### Tugas tertulis A
Tolong tuliskan kembali tanpa perubahan semua yang ada dalam berita tentang kasasi vonis Pinangki, mulai dari "Komitmen Pemberantasan Korupsi" turun sampai "di tingkat pertama.".
### Tugas tertulis B
Temukan setiap baris dalam daftar yang memuat kata "tank", lalu salin baris-baris tersebut. Huruf besar dan huruf kecil dibedakan.

### Teks yang ditampilkan
24 June 2021, 15:10 WIB

Komitmen Pemberantasan Korupsi Kejagung Diragukan Jika Tak Kasasi Vonis Pinangki


Mediaindonesia.com |

JAKSA penuntut umum seyogianya mengajukan kasasi atas putusan banding Pengadilan Tinggi DKI Jakarta terhadap Pinangki Sirna Malasari. Kasus itu dinilai sangat serius karena dilakukan oleh penegak hukum, sementara hukuman justru dipotong menjadi dua per lima dari putusan di tingkat pertama.

Pengamat kejaksaan Fajar Trio mempertanyakan komitmen dan konsistensi pemberantasan korupsi Kejaksaan Agung. Pasalnya, Jaksa Agung Muda Tindak Pidana Khusus (Jampidsus) Ali Mukartono terkesan enggan mengajukan kasasi lantaran Pinangki sudah menyumbangkan kendaran mewah hasil suap kasus untuk meloloskan buron negara kelas kakap, Joko Soegiarto Tjandra.

"Apalagi bisa dibilang Pinangki ini jaksa yang menjadi otak pelaku penyalahgunaan wewenang dan rela menjadi makelae Joko Tjandra. Harusnya Jampidsus paham betul fungsi kontroling yang dilakukan wartawan dalam meliput sebuah berita," ujar Fajar, Kamis (24/6).

### Baris tersimpan
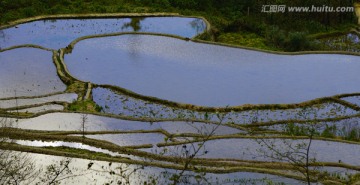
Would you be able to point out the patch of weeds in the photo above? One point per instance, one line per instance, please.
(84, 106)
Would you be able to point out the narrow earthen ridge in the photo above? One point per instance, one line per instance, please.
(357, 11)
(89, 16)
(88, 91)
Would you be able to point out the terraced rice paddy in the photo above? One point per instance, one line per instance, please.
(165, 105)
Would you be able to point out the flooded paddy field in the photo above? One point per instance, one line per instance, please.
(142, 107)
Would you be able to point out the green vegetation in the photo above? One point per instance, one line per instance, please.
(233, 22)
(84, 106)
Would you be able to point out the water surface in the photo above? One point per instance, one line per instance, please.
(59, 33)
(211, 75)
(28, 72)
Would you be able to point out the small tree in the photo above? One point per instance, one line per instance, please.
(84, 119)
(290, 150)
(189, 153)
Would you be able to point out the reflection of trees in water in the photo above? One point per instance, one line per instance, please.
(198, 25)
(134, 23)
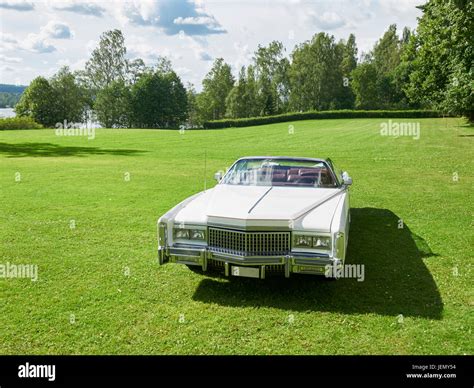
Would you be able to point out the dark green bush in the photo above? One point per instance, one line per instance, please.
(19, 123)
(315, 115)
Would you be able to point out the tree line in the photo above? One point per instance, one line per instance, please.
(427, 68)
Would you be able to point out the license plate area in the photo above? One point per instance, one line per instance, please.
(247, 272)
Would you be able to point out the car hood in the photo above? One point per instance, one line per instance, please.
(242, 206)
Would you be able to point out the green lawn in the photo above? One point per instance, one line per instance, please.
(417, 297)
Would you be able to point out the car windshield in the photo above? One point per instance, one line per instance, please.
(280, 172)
...
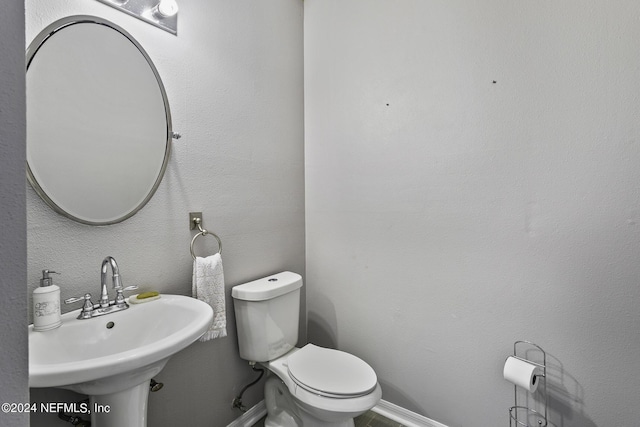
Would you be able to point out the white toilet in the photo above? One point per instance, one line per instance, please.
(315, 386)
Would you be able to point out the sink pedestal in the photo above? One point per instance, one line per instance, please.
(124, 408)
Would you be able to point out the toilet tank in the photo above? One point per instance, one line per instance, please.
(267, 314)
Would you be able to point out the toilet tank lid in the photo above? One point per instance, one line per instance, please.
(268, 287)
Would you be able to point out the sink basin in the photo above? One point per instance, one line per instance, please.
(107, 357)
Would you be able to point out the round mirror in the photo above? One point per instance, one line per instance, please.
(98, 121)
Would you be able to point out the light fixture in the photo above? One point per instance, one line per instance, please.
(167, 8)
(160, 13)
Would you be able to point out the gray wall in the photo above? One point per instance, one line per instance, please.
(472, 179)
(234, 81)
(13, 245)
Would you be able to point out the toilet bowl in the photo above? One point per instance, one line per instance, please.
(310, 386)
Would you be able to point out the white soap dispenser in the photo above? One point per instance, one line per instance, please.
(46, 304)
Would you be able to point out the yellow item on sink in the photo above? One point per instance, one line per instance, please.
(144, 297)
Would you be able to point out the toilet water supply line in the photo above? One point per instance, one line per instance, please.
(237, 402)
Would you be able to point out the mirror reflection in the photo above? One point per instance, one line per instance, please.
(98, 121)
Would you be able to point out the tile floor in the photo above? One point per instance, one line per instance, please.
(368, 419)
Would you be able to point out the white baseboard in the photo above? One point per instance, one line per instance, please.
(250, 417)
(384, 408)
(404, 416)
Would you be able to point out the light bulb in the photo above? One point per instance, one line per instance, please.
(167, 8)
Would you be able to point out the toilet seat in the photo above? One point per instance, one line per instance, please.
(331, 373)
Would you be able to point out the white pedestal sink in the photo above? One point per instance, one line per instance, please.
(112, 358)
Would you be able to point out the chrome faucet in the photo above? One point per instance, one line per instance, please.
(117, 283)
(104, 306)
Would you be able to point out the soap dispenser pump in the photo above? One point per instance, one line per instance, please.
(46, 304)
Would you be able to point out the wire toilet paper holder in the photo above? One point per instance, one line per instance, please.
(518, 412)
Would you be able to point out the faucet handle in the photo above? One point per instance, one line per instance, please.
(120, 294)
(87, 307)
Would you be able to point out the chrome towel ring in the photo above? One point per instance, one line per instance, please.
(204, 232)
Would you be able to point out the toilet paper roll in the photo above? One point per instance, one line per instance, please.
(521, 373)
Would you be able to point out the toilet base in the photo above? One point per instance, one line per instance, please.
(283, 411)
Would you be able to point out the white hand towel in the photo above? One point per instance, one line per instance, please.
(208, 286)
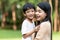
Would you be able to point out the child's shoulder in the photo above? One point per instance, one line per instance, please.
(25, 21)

### Jawaban benar A
Komitmen Pemberantasan Korupsi Kejagung Diragukan Jika Tak Kasasi Vonis Pinangki


Mediaindonesia.com |

JAKSA penuntut umum seyogianya mengajukan kasasi atas putusan banding Pengadilan Tinggi DKI Jakarta terhadap Pinangki Sirna Malasari. Kasus itu dinilai sangat serius karena dilakukan oleh penegak hukum, sementara hukuman justru dipotong menjadi dua per lima dari putusan di tingkat pertama.

### Jawaban benar B
Would you be able to point out the toilet tank in the photo above? One point per instance, one line per instance, please.
Would you be able to point out the toilet tank lid in the photo above? One point per instance, one line per instance, please.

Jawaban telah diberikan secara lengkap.